## Begin Text segment

GLTFLoader in Three.js?

The built-in gltfLoad system downloads and parses a file specified with
GltfLoader component, creates Three.js objects, adds them to an entity,
and adds the built-in GltfRoot component that refers to the root Three.js
object of the loaded glTF objects.

`typescript
import {
addComponent,
addEntity,
IWorld
} from "bitecs";
import { AnimationMixer } from "three";
import {
EntityObject3D,
EntityObject3DProxy,
GltfLoader,
GltfLoaderProxy,
InScene,
MixerAnimation,
MixerAnimationProxy
} from "@tiny-web-metaverse/client/src";

const assetUrl = 'assets/models/foo.gltf';

export const FooPrefab = (world: IWorld): number => {
const eid = addEntity(world);
addComponent(world, InScene, eid);
addComponent(world, MixerAnimation, eid);
MixerAnimationProxy.get(eid).allocate(new AnimationMixer(null));

addComponent(world, EntityObject3D, eid);
EntityObject3DProxy.get(eid).allocate();

addComponent(world, GltfLoader, eid);
GltfLoaderProxy.get(eid).allocate(assetUrl);

return eid;
};
`

If you want to access glTF objects, you can use GltfRoot component and bitECS
query.

`typescript
import {
defineQuery,
enterQuery,
IWorld
} from "bitecs";
import { GltfRoot, GltfRootProxy } from "@tiny-web-metaverse/client/src";

const enterGltfQuery = enterQuery(defineQuery([GltfRoot]));

export const gltfSystem = (world: IWorld): void => {
enterGltfQuery(world).forEach(eid => {
const gltfRoot = GltfRootProxy.get(eid).root;
...
});
};
`

$3

While not yet officially documented, Three.js GLTFLoader offers an
extensibility mechanism through its plugin system.
Registered plugins will be called at specified stages; before, after, or during
parsing glTF content. The plugin system is usually used for handling unlatified,
vendor-specific, or custom glTF extensions.

In Tiny Web Metaverse, you can add such plugins by creating entities and
adding GltfLoaderPluginComponent component to them. The built-in gltfLoad
system registers the plugins to a Three.js GLTFLoader when loading a glTF file.

`typescript
import {
addComponent,
addEntity,
IWorld
} from "bitecs";
import { GLTFParser } from "three";
import {
GltfLoaderPluginComponent,
GltfLoaderPluginProxy
} from "@tiny-web-metaverse/client/src";

class FooPlugin {
private parser: GLTFParser;

constructor(parser: GLTFParser) {
this.parser = parser;
this.name = 'EXT_foo';
}

...
}

class BarPlugin {
private parser: GLTFParser;

constructor(parser: GLTFParser) {
this.parser = parser;
this.name = 'EXT_bar';
}

...
}

const addPlugins = (world: IWorld): void => {
const fooEid = addEntity(world);
addComponent(world, GltfLoaderPluginComponent, fooEid);
GltfLoaderPluginProxy.get(fooEid).allocate((parser: GLTFParser) => {
return new FooPlugin(parser);
});

const barEid = addEntity(world);
addComponent(world, GltfLoaderPluginComponent, barEid);
GltfLoaderPluginProxy.get(barEid).allocate((parser: GLTFParser) => {
return new BarPlugin(parser);
});
};
`

Event handling

As written above, we avoid async/await in systems for simplicity and predictable
execution order.

## End Text segment
## Begin Items

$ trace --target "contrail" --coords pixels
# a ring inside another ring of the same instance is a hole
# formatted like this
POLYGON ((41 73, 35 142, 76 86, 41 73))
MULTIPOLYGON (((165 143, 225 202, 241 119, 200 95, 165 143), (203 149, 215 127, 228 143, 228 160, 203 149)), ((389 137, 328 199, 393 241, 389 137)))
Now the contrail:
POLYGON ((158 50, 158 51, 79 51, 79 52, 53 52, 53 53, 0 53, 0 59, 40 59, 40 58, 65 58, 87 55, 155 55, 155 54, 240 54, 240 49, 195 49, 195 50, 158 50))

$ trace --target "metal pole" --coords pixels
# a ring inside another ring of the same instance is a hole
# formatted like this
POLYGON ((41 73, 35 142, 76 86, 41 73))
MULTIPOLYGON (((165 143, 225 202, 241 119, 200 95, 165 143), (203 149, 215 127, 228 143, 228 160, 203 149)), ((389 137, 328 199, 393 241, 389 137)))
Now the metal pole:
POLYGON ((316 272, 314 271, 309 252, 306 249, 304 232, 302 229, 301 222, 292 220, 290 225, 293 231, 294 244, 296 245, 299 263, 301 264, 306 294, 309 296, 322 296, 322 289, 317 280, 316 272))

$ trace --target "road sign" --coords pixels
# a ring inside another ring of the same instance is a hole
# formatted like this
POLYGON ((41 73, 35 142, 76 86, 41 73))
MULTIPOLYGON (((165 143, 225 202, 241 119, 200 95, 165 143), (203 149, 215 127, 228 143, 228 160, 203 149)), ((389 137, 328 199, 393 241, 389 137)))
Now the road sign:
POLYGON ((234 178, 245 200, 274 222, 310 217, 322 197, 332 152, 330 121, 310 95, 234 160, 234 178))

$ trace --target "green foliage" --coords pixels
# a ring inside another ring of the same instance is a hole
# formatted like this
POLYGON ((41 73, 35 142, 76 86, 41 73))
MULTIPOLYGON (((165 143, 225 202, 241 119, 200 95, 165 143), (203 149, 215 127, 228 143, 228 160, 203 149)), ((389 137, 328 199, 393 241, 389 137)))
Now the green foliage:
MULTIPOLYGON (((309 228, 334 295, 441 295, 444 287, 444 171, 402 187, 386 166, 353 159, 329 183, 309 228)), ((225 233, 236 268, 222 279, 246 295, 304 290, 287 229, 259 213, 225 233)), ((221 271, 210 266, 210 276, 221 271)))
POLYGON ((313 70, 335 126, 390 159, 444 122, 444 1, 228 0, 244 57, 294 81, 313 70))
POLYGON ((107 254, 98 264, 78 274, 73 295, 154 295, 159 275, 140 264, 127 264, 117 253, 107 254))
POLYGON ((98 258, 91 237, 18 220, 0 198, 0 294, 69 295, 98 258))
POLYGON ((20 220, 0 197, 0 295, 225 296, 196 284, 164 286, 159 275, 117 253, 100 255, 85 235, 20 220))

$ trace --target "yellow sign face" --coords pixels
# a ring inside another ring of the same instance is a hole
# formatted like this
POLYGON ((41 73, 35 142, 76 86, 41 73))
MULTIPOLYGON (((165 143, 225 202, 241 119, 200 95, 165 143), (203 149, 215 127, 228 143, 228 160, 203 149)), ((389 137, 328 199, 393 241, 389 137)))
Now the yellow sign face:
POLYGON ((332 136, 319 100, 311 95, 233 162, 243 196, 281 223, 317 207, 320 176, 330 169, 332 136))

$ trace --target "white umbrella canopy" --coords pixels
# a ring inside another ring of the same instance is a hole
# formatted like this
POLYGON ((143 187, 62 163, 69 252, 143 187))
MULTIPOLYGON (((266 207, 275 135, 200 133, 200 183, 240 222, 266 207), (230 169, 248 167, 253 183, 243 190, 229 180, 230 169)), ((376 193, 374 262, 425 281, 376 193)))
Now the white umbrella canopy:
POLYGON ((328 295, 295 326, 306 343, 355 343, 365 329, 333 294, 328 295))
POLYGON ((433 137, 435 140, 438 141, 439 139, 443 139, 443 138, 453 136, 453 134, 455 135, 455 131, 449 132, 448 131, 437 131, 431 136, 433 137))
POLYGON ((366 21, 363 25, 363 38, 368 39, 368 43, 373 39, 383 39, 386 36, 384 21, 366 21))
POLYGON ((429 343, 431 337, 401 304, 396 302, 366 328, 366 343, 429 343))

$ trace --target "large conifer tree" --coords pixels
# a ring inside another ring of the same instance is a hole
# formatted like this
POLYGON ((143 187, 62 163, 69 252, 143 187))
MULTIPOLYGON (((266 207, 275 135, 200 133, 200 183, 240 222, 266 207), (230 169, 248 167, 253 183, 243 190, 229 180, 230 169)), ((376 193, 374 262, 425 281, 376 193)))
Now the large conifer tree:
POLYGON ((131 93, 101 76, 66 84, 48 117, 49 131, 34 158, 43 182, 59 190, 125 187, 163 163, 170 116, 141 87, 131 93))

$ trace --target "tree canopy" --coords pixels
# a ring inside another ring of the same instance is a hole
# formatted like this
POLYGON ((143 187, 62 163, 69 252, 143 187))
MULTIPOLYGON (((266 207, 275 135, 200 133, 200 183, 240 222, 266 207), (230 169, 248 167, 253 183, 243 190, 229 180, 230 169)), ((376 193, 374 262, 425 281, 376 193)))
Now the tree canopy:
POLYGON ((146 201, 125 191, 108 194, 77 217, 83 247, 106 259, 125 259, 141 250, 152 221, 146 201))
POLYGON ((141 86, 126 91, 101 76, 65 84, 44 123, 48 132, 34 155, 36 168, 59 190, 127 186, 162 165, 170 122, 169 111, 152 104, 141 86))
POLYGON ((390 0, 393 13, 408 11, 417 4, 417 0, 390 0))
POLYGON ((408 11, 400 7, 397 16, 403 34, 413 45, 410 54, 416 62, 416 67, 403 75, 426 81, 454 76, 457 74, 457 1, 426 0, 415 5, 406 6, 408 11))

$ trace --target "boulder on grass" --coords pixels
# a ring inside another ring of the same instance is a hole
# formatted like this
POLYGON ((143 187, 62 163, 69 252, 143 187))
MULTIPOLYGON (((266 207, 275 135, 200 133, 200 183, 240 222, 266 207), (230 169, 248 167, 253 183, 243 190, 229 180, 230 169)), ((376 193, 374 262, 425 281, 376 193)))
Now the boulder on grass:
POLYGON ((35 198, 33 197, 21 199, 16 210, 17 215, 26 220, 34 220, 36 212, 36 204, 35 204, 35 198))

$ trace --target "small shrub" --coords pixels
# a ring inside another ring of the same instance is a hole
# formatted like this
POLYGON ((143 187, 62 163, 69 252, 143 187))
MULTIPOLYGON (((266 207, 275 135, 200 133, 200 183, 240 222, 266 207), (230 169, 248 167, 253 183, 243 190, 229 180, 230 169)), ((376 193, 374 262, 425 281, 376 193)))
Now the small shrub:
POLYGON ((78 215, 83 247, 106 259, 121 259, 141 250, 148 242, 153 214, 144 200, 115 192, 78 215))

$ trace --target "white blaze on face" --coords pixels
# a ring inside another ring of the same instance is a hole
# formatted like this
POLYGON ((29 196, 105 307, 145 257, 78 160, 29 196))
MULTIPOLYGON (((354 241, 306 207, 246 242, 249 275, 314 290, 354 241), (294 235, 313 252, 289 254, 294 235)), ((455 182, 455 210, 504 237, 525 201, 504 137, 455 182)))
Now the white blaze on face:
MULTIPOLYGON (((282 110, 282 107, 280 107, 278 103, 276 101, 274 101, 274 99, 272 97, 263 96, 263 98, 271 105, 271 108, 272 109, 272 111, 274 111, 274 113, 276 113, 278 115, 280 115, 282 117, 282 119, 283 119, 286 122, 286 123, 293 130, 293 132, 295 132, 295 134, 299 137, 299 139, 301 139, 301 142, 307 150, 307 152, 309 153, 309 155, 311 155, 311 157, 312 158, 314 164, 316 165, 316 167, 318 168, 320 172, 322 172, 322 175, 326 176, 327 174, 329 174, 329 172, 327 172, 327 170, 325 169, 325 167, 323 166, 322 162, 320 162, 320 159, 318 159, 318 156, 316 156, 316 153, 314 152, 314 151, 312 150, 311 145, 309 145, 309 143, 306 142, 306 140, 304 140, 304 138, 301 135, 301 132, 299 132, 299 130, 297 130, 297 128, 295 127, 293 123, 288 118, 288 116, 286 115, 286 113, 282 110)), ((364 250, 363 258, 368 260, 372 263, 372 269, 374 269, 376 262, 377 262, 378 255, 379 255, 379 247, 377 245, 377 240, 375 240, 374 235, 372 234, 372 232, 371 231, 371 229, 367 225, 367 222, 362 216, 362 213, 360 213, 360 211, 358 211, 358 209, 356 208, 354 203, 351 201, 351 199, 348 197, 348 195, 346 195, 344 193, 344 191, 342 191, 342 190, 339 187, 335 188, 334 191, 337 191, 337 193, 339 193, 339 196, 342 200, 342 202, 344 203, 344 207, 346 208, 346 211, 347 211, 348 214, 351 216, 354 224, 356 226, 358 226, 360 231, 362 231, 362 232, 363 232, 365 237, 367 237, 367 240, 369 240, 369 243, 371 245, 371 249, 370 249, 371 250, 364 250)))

## End Items

**Set of tasks:**
(A) Rewrite the paragraph of the glTF loader text that begins "The built-in gltfLoad system downloads" as a short bulleted list that keeps its main facts.
(B) Answer these questions from the glTF loader text, one answer per line, marked the same way.
(i) What asset URL does FooPrefab load?
(ii) At which stages are registered GLTFLoader plugins called?
(iii) Which component do you add to entities to supply GLTFLoader plugins in Tiny Web Metaverse?
(C) According to the glTF loader text, why is async/await avoided in systems? Answer in one to three sentences.
Answer using only the text; the rows play no part.

**Solutions to the problems:**
(A)
- Downloads and parses the file specified with the GltfLoader component
- Creates Three.js objects
- Adds those objects to an entity
- Adds the built-in GltfRoot component, which refers to the root Three.js object of the loaded glTF objects

(B)
(i) 'assets/models/foo.gltf'
(ii) Before, after, or during parsing glTF content
(iii) GltfLoaderPluginComponent

(C) Async/await is avoided in systems for simplicity and predictable execution order.